*** Extract ***

Sinokrot, a practicing physician, always had a thing for interior design—something he inherited from his construction-savvy dad growing up—but his obsession really took off when he arrived in New York in 2016. Unlike anywhere else he had lived up to that point (he grew up in Jordan, went to medical school in Ireland, and trained in Maryland and Ohio), suddenly art galleries, exhibitions, and furniture shows were at his fingertips. “It was like an explosion,” he shares. “I’ve always tried to make every apartment I’ve lived in special, but I really started to pay attention when I moved here.”
His passion turned into a full-on side hustle during the pandemic. Working long hours in the ICU (he’s a pulmonologist and intensivist) motivated him to find an escape. After binge-listening to podcasts like Domino’s Design Time and Debbie Millman’s Design Matters, he teamed up with a friend, an infectious disease doctor with a passion for DJing, to launch their own show: Prescribe Me Something Else. So far, they’ve interviewed 20 health-care professionals who have hobbies outside of medicine and were able to channel those interests into bonus careers. Those conversations continue to inspire Sinokrot to turn his daydreams into a reality: He has taught himself SketchUp and crafts layouts with decor suggestions for friends. “Nothing like a full home, but hopefully that’s next,” he says.
The apartment Sinokrot shares with his partner, Tom, a lawyer, is his working laboratory. “I can do whatever I want as long as he has somewhere to sit,” he says with a laugh. That includes treating the extra-spacious living room as if it were a lobby. “When you come in at night, I want it to feel like you’re stepping into the Ace Hotel in Brooklyn or the Standard or somewhere by Roman and Williams,” he says.
With that in mind, he paid special attention to the seating—both having enough of it (hence the massive 11-foot-long sofa) and arranging it strategically for easy conversation. From a distance, the placement of the accent chairs looks a little strange, like they are all facing different directions, but once you put a person in each of them, the dots connect. “Each chair talks to each other,” explains Sinokrot. “It’s circular in a way—they’re all centering around that area.”
His extensive collection of stools can also substitute as bonus seating, but most of the time they’re just good conversation starters. The two medieval-looking ones underneath the cobalt 3D art—a piece by Sinokrot, who lives by the motto “until we can afford really good art, we’re making it ourselves”—were a $40 score from a nearby flea market that’s only open twice a year. (He also purchased the 85-pound chunk of marble displayed on the plinth in the corner during the same visit for $100.) “It’s so crazy how attached you become to things that don’t have a ton of monetary value,” notes Sinokrot.

*** End of Extract ***
*** Record excerpts ***

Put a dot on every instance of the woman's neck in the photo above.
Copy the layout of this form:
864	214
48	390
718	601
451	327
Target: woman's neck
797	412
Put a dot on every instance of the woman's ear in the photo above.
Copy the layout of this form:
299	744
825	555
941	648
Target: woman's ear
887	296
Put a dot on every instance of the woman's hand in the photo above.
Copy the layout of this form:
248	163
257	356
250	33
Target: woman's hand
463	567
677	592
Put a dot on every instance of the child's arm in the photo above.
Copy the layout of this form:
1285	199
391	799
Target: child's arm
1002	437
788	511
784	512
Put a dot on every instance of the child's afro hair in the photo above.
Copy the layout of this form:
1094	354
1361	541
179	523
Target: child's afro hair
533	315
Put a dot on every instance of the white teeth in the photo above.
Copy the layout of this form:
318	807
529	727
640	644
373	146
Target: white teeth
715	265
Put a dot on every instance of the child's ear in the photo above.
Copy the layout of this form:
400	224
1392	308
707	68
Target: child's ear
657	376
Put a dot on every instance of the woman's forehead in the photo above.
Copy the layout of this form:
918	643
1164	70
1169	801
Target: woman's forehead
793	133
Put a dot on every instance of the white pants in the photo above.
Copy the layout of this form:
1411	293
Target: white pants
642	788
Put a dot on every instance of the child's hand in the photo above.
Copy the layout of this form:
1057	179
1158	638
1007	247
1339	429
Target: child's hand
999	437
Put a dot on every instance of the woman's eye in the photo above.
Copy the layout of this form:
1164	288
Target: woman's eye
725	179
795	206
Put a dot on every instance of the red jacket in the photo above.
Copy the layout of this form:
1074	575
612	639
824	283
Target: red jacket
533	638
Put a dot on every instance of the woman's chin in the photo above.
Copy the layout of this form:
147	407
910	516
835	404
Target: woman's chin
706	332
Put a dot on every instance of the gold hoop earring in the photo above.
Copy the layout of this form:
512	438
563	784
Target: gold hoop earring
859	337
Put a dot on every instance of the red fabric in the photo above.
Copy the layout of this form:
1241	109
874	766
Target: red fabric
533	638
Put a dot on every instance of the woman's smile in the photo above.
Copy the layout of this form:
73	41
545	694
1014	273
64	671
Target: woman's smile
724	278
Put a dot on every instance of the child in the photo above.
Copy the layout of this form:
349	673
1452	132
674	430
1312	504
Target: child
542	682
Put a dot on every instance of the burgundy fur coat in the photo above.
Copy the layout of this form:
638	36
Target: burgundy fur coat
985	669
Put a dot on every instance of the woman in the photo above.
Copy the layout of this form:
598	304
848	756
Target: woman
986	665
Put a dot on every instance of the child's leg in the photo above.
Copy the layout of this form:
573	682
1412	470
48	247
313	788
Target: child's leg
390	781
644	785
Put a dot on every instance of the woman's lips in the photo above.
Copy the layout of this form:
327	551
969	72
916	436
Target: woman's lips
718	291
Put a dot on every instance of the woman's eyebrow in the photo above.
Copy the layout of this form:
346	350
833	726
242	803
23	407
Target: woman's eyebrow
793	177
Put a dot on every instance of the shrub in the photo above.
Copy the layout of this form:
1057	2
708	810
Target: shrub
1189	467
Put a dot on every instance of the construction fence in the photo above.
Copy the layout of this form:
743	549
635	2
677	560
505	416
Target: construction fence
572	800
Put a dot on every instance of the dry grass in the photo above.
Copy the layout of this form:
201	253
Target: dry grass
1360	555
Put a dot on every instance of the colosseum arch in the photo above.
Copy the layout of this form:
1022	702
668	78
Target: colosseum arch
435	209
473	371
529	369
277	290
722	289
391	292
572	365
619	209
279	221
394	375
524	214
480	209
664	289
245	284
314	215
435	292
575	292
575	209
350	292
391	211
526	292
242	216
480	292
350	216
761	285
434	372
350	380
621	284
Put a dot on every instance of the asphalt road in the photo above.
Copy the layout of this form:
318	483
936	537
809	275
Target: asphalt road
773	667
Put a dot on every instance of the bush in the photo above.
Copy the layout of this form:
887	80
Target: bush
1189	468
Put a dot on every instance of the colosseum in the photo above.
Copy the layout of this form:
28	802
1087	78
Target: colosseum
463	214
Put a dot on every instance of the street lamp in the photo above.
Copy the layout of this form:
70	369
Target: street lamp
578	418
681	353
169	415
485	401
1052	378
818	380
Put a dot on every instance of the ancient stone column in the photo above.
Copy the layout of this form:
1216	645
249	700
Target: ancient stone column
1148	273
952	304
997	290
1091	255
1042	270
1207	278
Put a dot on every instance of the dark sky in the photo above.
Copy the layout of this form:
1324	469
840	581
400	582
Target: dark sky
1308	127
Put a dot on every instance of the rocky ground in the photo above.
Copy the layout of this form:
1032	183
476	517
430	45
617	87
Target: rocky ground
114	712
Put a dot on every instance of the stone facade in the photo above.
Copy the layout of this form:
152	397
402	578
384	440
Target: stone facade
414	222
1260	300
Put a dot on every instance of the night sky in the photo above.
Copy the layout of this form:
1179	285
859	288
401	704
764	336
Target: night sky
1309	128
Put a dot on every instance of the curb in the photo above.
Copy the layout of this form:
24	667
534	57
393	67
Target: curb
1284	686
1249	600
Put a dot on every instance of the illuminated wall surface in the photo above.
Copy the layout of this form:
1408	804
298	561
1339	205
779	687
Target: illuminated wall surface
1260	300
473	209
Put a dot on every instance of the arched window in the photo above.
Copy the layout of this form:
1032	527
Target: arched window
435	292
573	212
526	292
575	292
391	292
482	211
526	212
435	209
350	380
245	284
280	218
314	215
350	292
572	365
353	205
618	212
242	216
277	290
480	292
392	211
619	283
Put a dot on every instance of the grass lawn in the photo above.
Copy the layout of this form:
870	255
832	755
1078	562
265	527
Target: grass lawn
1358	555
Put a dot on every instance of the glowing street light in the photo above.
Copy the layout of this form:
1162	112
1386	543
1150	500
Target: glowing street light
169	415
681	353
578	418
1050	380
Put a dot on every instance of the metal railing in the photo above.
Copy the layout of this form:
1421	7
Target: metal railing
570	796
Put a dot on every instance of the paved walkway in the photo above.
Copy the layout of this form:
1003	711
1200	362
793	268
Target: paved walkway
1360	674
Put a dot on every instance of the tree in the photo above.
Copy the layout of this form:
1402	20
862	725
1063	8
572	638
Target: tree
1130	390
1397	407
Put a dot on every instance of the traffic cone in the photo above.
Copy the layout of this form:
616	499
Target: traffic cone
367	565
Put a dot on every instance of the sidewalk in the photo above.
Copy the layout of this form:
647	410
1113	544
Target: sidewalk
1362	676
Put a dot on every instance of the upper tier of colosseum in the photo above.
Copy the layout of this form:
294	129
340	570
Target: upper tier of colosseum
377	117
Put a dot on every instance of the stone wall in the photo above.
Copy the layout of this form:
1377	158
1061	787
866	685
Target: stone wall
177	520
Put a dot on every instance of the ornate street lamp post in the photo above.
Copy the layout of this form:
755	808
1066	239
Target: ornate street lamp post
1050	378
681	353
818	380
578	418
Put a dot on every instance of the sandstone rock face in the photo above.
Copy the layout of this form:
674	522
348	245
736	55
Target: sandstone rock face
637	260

*** End of Record excerpts ***

> [Work to complete]
A) Decide whether each statement agrees with the profile of Sinokrot's apartment, answering yes or no and quoting the deciding words: (i) Sinokrot arrived in New York in 2016. (ii) The living room sofa is nine feet long. (iii) Sinokrot paid $40 for the chunk of marble on the plinth.
B) Write what comes next in the profile of Sinokrot's apartment, picking up after its final sentence.
The records come from a separate source with no connection to the profile of Sinokrot's apartment.

> [List of answers]
A)
(i) Yes: "when he arrived in New York in 2016"
(ii) No: "the massive 11-foot-long sofa"
(iii) No: "purchased the 85-pound chunk of marble displayed on the plinth in the corner during the same visit for $100"

B)
The two modern stools by the bookshelves were another unplanned purchase, this time from an architecture student who had listed some items on Craigslist. Sinokrot went to his apartment to pick up a dining table (now Tom’s desk) and left also toting the sculptural seats, prototypes for the seller’s final project at school. The book-filled corner is a subtle nod to Sinokrot’s favorite independent bookstores around the city, including Dashwood Books in NoHo and Karma in the East Village. It’s modeled after another iconic NYC location: Jenna Lyons’s apartment. “She’s someone I’m obsessed with, so when I saw her bookshelf corner, I was like, what could I do with that?” shares Sinokrot.
The most important lesson he has taken away from industry veterans is arguably the hardest to achieve: the value of negative space. “It doesn’t come instinctively in spaces that are big because you want to fill them up with furniture,” he explains. Sinokrot practiced restraint in the dining space—the first area you see when you walk through the door—by keeping the gallery wall off-center and minimal, and letting an oversize Noguchi lantern take center stage. “It really softens the space, because a lot of the other pieces have sharp edges,” he notes. In the couple’s tiny bedroom, Farrow & Ball’s Hague Blue is the sole focus. “It tricks your eye and makes the room look deeper, like the corners recede even further,” says Sinokrot. Even here, he’s never not looking up.